:: What the task asks ::
Arrange the records as a two-column Markdown table headed Row and Line. Give each line its own numbered row and leave out any blank lines.

:: Provided material ::
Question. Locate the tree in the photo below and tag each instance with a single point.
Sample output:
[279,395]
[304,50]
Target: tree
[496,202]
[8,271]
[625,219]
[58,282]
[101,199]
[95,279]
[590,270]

:: Output of the exercise ::
| Row | Line |
|---|---|
| 1 | Question. Locate the tree in the photo below and tag each instance with a single point. |
| 2 | Sample output: |
| 3 | [279,395] |
| 4 | [304,50] |
| 5 | Target: tree |
| 6 | [496,202] |
| 7 | [8,271] |
| 8 | [625,219] |
| 9 | [58,282] |
| 10 | [101,199] |
| 11 | [95,279] |
| 12 | [590,270] |